The exercise: Rewrite every line of the items below as a numbered list. Skip blank lines and leave the pictures out.
— Begin —
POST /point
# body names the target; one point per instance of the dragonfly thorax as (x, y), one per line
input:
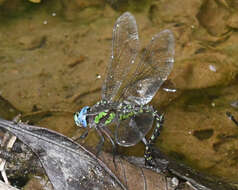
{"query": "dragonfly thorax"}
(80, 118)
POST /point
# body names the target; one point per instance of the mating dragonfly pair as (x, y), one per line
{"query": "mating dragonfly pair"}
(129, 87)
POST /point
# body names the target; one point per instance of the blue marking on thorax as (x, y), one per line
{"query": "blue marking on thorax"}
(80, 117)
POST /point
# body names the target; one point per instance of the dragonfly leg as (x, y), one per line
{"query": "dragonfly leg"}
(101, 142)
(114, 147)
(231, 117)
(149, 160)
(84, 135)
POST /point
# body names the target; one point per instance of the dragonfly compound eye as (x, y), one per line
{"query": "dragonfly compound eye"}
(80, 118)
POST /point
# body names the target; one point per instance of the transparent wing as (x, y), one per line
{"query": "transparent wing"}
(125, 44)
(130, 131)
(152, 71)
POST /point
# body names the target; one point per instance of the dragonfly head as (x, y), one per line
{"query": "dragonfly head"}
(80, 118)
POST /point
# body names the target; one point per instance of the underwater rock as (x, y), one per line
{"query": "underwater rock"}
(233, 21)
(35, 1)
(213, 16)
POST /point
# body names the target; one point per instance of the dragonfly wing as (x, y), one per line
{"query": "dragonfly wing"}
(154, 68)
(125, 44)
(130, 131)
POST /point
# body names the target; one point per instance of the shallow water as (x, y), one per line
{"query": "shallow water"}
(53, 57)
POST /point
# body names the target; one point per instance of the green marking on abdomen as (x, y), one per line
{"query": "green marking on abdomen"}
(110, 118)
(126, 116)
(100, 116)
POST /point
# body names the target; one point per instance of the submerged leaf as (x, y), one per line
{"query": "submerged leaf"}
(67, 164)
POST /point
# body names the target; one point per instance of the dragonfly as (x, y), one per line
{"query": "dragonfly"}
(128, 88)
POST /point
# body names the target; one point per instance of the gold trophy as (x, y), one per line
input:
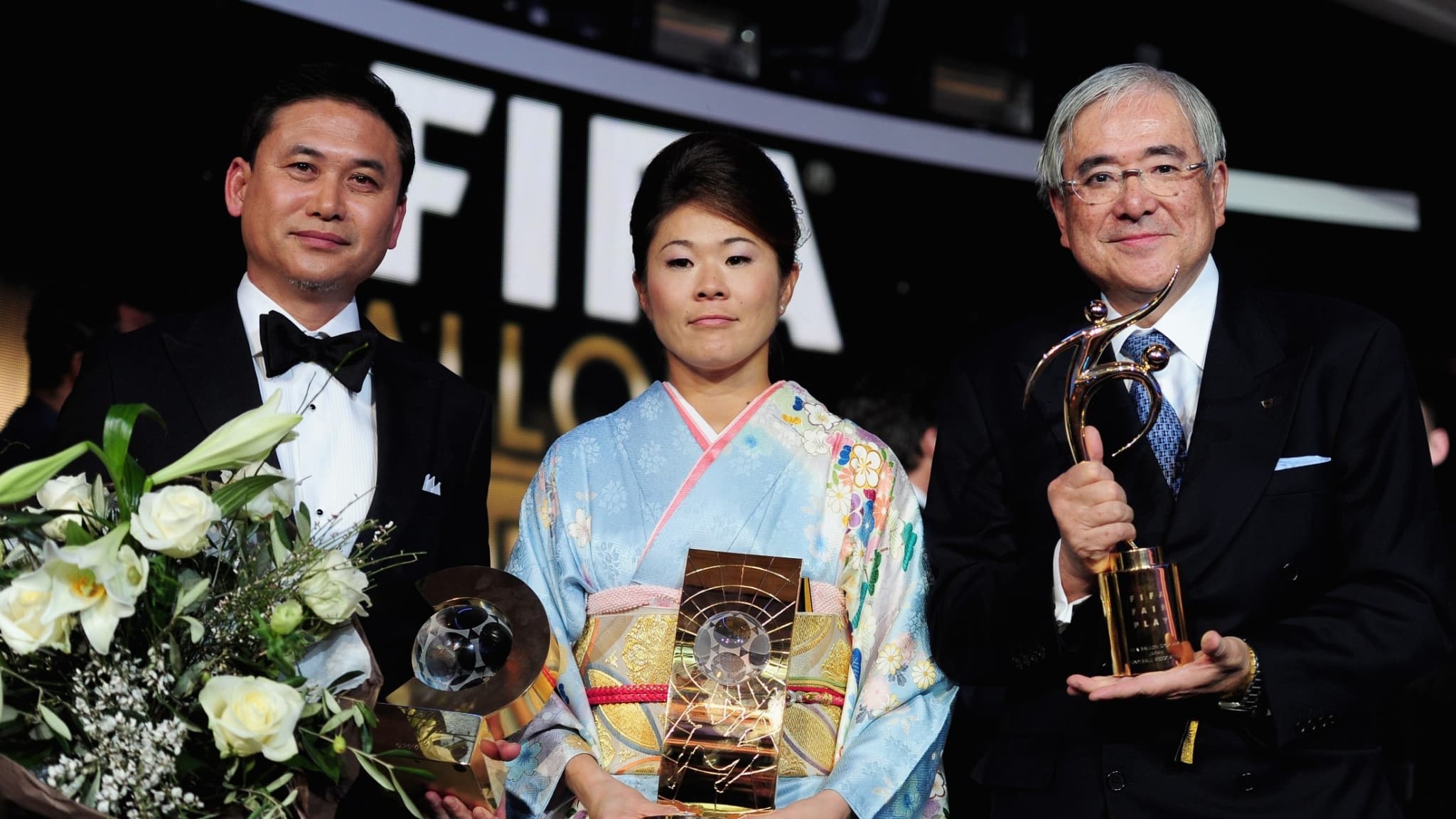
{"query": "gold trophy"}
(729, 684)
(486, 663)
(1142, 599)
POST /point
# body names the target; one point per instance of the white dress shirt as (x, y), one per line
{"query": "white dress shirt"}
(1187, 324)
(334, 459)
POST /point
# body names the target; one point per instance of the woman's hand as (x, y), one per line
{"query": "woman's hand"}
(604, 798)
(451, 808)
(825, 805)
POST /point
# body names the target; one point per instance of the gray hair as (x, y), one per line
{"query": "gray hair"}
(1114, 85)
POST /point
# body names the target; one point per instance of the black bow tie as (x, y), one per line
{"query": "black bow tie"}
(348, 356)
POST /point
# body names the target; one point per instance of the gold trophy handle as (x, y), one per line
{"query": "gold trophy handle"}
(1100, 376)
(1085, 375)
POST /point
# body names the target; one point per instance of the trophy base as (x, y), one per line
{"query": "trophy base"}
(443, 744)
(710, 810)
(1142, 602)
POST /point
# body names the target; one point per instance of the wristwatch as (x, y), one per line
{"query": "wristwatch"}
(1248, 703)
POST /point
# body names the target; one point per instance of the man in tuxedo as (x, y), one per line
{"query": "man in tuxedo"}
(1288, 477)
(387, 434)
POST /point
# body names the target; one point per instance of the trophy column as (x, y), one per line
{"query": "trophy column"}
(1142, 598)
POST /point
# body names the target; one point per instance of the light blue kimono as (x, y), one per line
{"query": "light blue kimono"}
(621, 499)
— End —
Exercise output:
1. POST /point
2. # body names the target; one point per instance of the dragonfly thorax as (x, y), one per line
3. input:
4. {"query": "dragonfly thorax"}
5. (80, 118)
6. POST /point
7. # body names the target; one point per instance of the mating dragonfly pair as (x, y), one per line
8. {"query": "mating dragonfly pair"}
9. (129, 87)
10. POST /point
11. # body names the target; one point per instance of the blue marking on thorax as (x, y), one per line
12. {"query": "blue marking on thorax"}
13. (80, 117)
14. POST /point
15. # body names the target; one point per instance of the dragonfly leg as (x, y), one per line
16. {"query": "dragonfly leg"}
17. (101, 142)
18. (114, 147)
19. (231, 117)
20. (149, 160)
21. (84, 135)
22. POST /point
23. # body names the target; one point per instance of the dragonfly compound eye as (x, y), one per line
24. {"query": "dragonfly compound eye"}
25. (80, 118)
26. POST /point
27. # body names the target; one point per instance of the transparent wing as (x, y), one per line
28. {"query": "transparent wing"}
29. (125, 44)
30. (130, 131)
31. (152, 71)
32. POST /point
33. # body names the target; one point per instance of the dragonfly head as (x, y), one per line
34. {"query": "dragonfly head"}
35. (80, 118)
36. POST /point
37. # body names the target; one point per instance of the underwater rock as (x, y), one per line
38. {"query": "underwater rock"}
39. (233, 21)
40. (35, 1)
41. (213, 16)
42. POST /point
43. # body names the target; one point per instance of the dragonfly wing as (x, y), one per line
44. {"query": "dragonfly wing"}
45. (154, 68)
46. (125, 44)
47. (130, 131)
48. POST /point
49. # body names the target; one point per instance of the shallow water as (x, y), one per line
50. {"query": "shallow water"}
51. (53, 57)
52. POST /point
53. # body names the target; one point per instance of the green marking on abdomen as (x, y), one per line
54. {"query": "green marking on abdomen"}
55. (110, 118)
56. (126, 116)
57. (100, 116)
58. POST /point
59. # body names the target; one point per instance of the submerged leaf as (x, y), one per line
60. {"query": "submerged leaf"}
61. (67, 164)
62. POST /point
63. # body names the target; one point per instance of the dragonfly as (x, y), one per line
64. {"query": "dragonfly"}
65. (128, 88)
66. POST /point
67. # body names the target; one point per instance of the gold trophy as (x, y), one per line
68. input:
69. {"query": "gold trophy"}
70. (729, 684)
71. (486, 663)
72. (1142, 599)
73. POST /point
74. # body names the target; one point per instance of the white dress shirt as (x, y), one per line
75. {"query": "white dress shirt"}
76. (1187, 324)
77. (334, 459)
78. POST /point
79. # body names the target; one point per instance of the woman's hand as (x, y), one per line
80. {"query": "woman's hand"}
81. (604, 798)
82. (451, 808)
83. (825, 805)
84. POST /point
85. # body names the target; one point per instance of the gray hair as (x, y), one per line
86. {"query": "gray hair"}
87. (1114, 85)
88. POST /point
89. # body names the target; one point per instance of the black bow tie as (x, y), one per line
90. {"query": "black bow tie"}
91. (348, 356)
92. POST /point
93. # body names the target; one point per instance of the gold trophy handle as (x, y), one per line
94. {"query": "gold trophy handle"}
95. (1100, 376)
96. (1085, 375)
97. POST /point
98. # body names the target; one point per instance of the trophy base as (x, y), one per line
99. {"query": "trophy base"}
100. (443, 744)
101. (710, 810)
102. (1142, 602)
103. POST /point
104. # body names the target; one point per instance of the wristwatch as (x, y), one per line
105. {"query": "wristwatch"}
106. (1248, 703)
107. POST /point
108. # body names the target; one point per instance of the man in tuxedo as (x, y), one per line
109. {"query": "man in tuxedo"}
110. (1288, 477)
111. (387, 434)
112. POST /point
113. # body names the target; one point per instance of the trophy column as (x, y), one per line
114. {"query": "trophy column"}
115. (1142, 598)
116. POST /point
117. # body names the target; one point per instance of the light blue kimono as (x, y), one per line
118. {"query": "light blue kimono"}
119. (621, 499)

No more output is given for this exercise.